Exercise: Each record, in full, must be restated word for word.
*** Entries supplied Section Begins ***
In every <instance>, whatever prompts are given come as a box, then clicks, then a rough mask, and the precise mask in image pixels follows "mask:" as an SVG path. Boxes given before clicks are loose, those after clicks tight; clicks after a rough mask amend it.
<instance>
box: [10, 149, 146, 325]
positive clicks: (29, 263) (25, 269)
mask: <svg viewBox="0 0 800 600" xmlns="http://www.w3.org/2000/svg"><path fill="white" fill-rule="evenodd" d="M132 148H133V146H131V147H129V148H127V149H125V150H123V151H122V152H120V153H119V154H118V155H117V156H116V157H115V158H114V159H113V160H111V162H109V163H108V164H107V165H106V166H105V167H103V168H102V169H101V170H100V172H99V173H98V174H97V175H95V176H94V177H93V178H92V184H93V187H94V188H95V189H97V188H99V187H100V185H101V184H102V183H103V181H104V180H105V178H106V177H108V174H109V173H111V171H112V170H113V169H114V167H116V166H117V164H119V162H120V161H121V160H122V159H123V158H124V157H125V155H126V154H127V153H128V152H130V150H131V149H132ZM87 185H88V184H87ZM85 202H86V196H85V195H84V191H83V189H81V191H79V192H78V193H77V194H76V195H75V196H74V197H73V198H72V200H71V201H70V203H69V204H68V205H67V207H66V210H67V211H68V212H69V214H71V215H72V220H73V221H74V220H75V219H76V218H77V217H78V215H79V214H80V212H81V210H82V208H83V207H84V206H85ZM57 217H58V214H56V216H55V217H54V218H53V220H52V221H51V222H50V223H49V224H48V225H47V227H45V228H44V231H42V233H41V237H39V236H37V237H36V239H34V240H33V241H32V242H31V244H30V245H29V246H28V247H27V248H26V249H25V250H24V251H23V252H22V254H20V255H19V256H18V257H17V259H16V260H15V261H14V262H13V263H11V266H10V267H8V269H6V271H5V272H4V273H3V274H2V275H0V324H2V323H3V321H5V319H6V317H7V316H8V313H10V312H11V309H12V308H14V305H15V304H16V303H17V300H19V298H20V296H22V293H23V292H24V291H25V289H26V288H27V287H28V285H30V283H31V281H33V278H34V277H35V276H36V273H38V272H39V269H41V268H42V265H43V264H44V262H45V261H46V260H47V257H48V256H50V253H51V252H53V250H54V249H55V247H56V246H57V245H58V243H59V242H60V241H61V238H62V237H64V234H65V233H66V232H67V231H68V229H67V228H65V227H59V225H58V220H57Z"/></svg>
*** Entries supplied Section Ends ***
Answer space:
In every <instance>, whatever prompts are given come as a box, then clicks, then a rough mask, and the precise mask in image pixels follows "mask:" as an SVG path. Boxes given before clicks are loose, those after clicks tight; clicks after a rough mask amend it.
<instance>
box: [10, 149, 146, 325]
positive clicks: (29, 263) (25, 269)
mask: <svg viewBox="0 0 800 600" xmlns="http://www.w3.org/2000/svg"><path fill="white" fill-rule="evenodd" d="M132 148H133V146H131V147H129V148H127V149H125V150H123V151H122V152H120V153H119V154H118V155H117V156H116V157H115V158H114V159H113V160H111V162H109V163H108V164H107V165H106V166H105V167H103V168H102V169H101V170H100V172H99V173H98V174H97V175H95V176H94V177H93V178H92V184H93V187H94V188H95V189H97V188H99V187H100V185H101V184H102V183H103V181H104V180H105V178H106V177H108V174H109V173H111V171H112V170H113V169H114V167H116V166H117V164H119V162H120V161H121V160H122V159H123V158H124V157H125V155H126V154H127V153H128V152H130V150H131V149H132ZM87 185H88V184H87ZM85 202H86V196H85V195H84V191H83V189H81V191H79V192H78V193H77V194H76V195H75V196H74V197H73V198H72V200H71V201H70V203H69V204H68V205H67V207H66V210H67V211H68V212H69V214H71V215H72V220H73V221H74V220H75V219H76V218H77V217H78V215H79V214H80V212H81V210H82V208H83V207H84V206H85ZM57 217H58V214H56V216H55V217H54V218H53V220H52V221H51V222H50V223H49V224H48V225H47V227H45V228H44V231H42V233H41V237H39V236H37V237H36V239H34V240H33V241H32V242H31V244H30V245H29V246H28V247H27V248H26V249H25V250H24V251H23V252H22V254H20V255H19V256H18V257H17V259H16V260H15V261H14V262H13V263H11V266H10V267H8V269H6V271H5V272H4V273H3V274H2V275H0V324H2V323H3V321H5V319H6V317H7V316H8V313H10V312H11V309H12V308H14V305H15V304H16V303H17V300H19V298H20V296H22V293H23V292H24V291H25V289H26V288H27V287H28V285H30V283H31V281H33V278H34V277H35V276H36V273H38V272H39V269H41V268H42V265H43V264H44V262H45V261H46V260H47V257H48V256H50V253H51V252H53V250H54V249H55V247H56V246H57V245H58V243H59V242H60V241H61V238H62V237H64V234H65V233H66V232H67V231H68V229H67V228H65V227H59V225H58V220H57Z"/></svg>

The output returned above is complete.